#### [Given passage]
## BEGIN

Blue Jays simulation: Canada Day woes continue as losses pile up at home

Toronto Blue Jays pitcher Hyun-Jin Ryu throws during workouts at the team's spring training facilities Thursday, Feb. 13, 2020, in Dunedin, Fla. THE CANADIAN PRESS/Steve Nesius

In order to provide a distraction from the much more serious things going on in the world, Sportsnet’s Blue Jays radio broadcaster Mike Wilner has been simulating each scheduled Blue Jays game in what was supposed to have been the 2020 season and providing weekly updates in this space. With Major League Baseball ramping up for what they hope will be an abbreviated 2020 season, much of our attention will shift toward Spring Training 2.0 and all the preparations for baseball’s return. This simulation will continue through what was supposed to have been the 2020 All-Star break, by which time the Blue Jays had been scheduled to have played 97 games. Add that to the proposed 60-game schedule and we basically have an entire season. You can follow the games as they happen each day on Twitter @Wilnerness590. The simulation is being done using Dynasty League Baseball Powered By Pursue The Pennant, a cards-and-dice tabletop (and online) simulation game, with player performance based on 2019 statistics.

Times were good for the Blue Jays going into this past week. They’d swept an entire interleague road trip and finished off their third straight 5-1 week – a run that included an eight-game win streak and culminated in an incredible 15-2 run that got the Jays all the way back to .500 after a 24-38 start to the simulated season.

## END

#### [Dataset content]
## BEGIN

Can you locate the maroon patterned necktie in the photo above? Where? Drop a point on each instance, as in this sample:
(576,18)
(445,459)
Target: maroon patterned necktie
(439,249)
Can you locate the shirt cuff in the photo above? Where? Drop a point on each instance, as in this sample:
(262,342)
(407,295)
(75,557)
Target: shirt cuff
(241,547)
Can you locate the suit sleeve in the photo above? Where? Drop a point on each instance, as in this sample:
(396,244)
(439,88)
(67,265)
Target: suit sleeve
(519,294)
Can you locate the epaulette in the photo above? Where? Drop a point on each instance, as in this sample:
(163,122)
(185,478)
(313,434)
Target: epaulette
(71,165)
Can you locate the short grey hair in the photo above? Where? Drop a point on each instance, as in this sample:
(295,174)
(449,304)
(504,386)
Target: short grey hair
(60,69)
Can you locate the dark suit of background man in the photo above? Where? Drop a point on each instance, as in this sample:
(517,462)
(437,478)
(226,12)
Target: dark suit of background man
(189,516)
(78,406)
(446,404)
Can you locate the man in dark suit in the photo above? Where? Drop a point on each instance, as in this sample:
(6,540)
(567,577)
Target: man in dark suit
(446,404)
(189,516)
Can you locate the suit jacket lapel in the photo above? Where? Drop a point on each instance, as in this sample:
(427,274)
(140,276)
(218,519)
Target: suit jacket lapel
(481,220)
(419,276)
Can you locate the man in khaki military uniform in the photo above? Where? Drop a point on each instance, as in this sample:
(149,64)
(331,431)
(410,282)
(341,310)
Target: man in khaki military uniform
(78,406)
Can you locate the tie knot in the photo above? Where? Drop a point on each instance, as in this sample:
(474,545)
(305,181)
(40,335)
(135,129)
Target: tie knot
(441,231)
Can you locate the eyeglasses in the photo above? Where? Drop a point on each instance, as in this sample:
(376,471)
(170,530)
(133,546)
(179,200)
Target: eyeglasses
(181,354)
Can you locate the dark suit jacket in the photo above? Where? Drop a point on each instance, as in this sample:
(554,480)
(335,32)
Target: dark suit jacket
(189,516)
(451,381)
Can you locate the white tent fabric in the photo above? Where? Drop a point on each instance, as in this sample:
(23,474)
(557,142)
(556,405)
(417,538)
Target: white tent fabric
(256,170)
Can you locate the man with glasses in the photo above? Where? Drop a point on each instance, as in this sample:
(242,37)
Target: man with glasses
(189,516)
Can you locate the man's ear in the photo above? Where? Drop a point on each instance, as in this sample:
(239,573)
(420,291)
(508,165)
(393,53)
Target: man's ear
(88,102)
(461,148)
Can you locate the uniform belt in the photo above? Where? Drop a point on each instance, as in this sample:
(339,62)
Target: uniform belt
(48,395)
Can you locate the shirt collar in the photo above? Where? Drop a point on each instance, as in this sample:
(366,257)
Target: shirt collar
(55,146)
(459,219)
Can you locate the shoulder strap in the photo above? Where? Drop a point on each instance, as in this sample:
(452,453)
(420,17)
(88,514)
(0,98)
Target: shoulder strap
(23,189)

## END
## BEGIN

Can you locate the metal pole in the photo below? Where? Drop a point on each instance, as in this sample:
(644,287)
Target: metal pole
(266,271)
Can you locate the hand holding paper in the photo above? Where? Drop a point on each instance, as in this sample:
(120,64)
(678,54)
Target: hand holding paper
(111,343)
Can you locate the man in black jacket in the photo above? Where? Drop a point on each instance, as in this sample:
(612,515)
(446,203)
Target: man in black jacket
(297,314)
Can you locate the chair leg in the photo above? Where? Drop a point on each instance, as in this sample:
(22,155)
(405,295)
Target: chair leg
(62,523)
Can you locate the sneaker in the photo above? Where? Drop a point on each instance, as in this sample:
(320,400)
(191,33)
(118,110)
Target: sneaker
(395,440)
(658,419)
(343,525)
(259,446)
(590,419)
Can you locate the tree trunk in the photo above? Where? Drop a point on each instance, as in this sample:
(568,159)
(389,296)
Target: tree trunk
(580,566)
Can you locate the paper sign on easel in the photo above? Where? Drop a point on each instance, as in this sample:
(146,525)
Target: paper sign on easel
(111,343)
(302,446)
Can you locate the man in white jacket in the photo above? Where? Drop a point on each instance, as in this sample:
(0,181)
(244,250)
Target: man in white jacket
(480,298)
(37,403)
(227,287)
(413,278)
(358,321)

## END

#### [What needs to be done]
Copy out the Blue Jays simulation article in full, word for word, from the headline to its final sentence. Rely only on the Blue Jays simulation article for the rest.

#### [Solution to the exercise]
Blue Jays simulation: Canada Day woes continue as losses pile up at home

Toronto Blue Jays pitcher Hyun-Jin Ryu throws during workouts at the team's spring training facilities Thursday, Feb. 13, 2020, in Dunedin, Fla. THE CANADIAN PRESS/Steve Nesius

In order to provide a distraction from the much more serious things going on in the world, Sportsnet’s Blue Jays radio broadcaster Mike Wilner has been simulating each scheduled Blue Jays game in what was supposed to have been the 2020 season and providing weekly updates in this space. With Major League Baseball ramping up for what they hope will be an abbreviated 2020 season, much of our attention will shift toward Spring Training 2.0 and all the preparations for baseball’s return. This simulation will continue through what was supposed to have been the 2020 All-Star break, by which time the Blue Jays had been scheduled to have played 97 games. Add that to the proposed 60-game schedule and we basically have an entire season. You can follow the games as they happen each day on Twitter @Wilnerness590. The simulation is being done using Dynasty League Baseball Powered By Pursue The Pennant, a cards-and-dice tabletop (and online) simulation game, with player performance based on 2019 statistics.

Times were good for the Blue Jays going into this past week. They’d swept an entire interleague road trip and finished off their third straight 5-1 week – a run that included an eight-game win streak and culminated in an incredible 15-2 run that got the Jays all the way back to .500 after a 24-38 start to the simulated season.